## Dataset rows
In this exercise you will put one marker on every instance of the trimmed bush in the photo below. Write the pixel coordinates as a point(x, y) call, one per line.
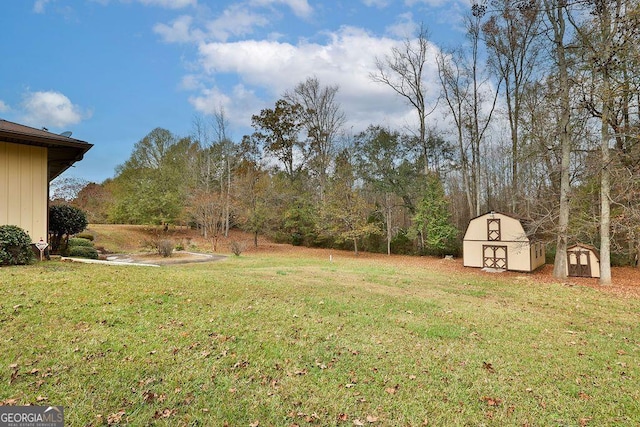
point(65, 220)
point(79, 241)
point(15, 246)
point(83, 252)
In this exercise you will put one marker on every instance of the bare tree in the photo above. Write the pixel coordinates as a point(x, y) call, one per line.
point(606, 39)
point(465, 91)
point(323, 119)
point(555, 14)
point(511, 35)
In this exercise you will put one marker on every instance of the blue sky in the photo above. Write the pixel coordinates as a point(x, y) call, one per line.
point(110, 71)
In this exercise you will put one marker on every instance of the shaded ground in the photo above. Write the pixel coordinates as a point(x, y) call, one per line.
point(130, 239)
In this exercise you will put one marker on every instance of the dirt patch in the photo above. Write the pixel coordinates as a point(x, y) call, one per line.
point(153, 258)
point(625, 280)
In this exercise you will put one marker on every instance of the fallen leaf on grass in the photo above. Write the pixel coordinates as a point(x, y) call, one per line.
point(392, 390)
point(149, 396)
point(165, 413)
point(491, 401)
point(489, 367)
point(115, 418)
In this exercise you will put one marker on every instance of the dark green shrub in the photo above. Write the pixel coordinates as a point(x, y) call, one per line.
point(83, 252)
point(65, 220)
point(15, 246)
point(165, 248)
point(79, 241)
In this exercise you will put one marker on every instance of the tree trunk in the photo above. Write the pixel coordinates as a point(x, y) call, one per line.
point(605, 188)
point(556, 16)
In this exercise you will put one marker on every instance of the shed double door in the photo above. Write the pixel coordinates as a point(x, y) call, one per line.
point(579, 264)
point(494, 256)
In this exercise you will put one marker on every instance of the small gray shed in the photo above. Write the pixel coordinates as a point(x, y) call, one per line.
point(583, 261)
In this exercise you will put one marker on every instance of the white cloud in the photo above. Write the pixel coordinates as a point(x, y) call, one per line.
point(169, 4)
point(239, 105)
point(179, 31)
point(50, 109)
point(377, 3)
point(404, 27)
point(270, 68)
point(39, 5)
point(237, 20)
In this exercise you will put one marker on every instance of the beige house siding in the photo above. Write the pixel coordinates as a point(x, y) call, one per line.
point(578, 254)
point(23, 188)
point(496, 233)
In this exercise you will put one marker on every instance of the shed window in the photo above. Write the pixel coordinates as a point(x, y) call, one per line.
point(493, 229)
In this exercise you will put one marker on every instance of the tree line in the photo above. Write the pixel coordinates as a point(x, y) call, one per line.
point(542, 107)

## Exercise objective
Reproduce every line above word for word, from the first to the last, leaving out the picture.

## Finished answer
In this exercise you will put one marker on every instance of the trimmed bush in the photo below. Write the pixel coordinates as a point(x, y) call, one per line.
point(65, 220)
point(79, 241)
point(15, 246)
point(83, 252)
In this exercise you will put one marker on every instance of the bare tree in the photo above. Write the pixel coordinates as a point(x, y) call, one per line.
point(606, 39)
point(465, 91)
point(323, 119)
point(555, 14)
point(511, 35)
In this exercise you will put one marker on every instance of the blue sky in the photo above. Write the pixel coordinates as a point(x, y) call, one per line.
point(110, 71)
In this exercise you will put one marker on every instance of the shaded ground in the photo above. Write the pixel coordinates as a point(x, y) call, one per line.
point(130, 239)
In this exercise you will put one marker on every instance of the dirt patch in the photo above. Write the pixel coordinates as a point(x, y) call, one per line.
point(153, 258)
point(625, 280)
In this exercise you will put one marker on every instance of the fallen leaf on grass in the photo above. Write the pixel coordinates as a point(x, y) call, one per line.
point(392, 390)
point(149, 396)
point(165, 413)
point(491, 401)
point(489, 367)
point(115, 418)
In this exercise you will put one marker on every instance of the dark green shrub in the photo above. Write the pixel coordinates as a point(x, y) call, one per line.
point(83, 252)
point(65, 220)
point(15, 246)
point(165, 248)
point(79, 241)
In this exercise you will put one marker on every instance of the tree trunk in the photo above. Write the pixel coordinates as a point(x, y) call, one per line.
point(605, 188)
point(556, 16)
In this exercise you will put one marker on every instance of the shed double door in the photo above. Write the pixel coordinates as a point(x, y) call, one per line.
point(579, 264)
point(494, 256)
In this exercise you will put one marker on every instance of the small gray shed in the photo above. Write the pixel coordinates as a point(x, y) call, one per line.
point(583, 261)
In this exercise you will put one marker on every instance of the white cloud in the photo above. Write the pixel coordinates as a point(x, y) call, one per line.
point(169, 4)
point(239, 105)
point(179, 31)
point(50, 109)
point(377, 3)
point(404, 27)
point(270, 68)
point(39, 5)
point(237, 20)
In this exercise you will put one marker on every instance of the beige house siding in the photo above. Write the pixel coordinates as a point(x, y) call, one per line.
point(578, 254)
point(23, 188)
point(496, 233)
In this exercise you will put one marker on every instance of the shed window in the photo above. Write the pixel coordinates as a point(x, y) call, one per line.
point(493, 229)
In this exercise you will put one marker on every instance of the tree line in the photo above. Write the pixel coordinates as a point(x, y) call, one per line.
point(542, 107)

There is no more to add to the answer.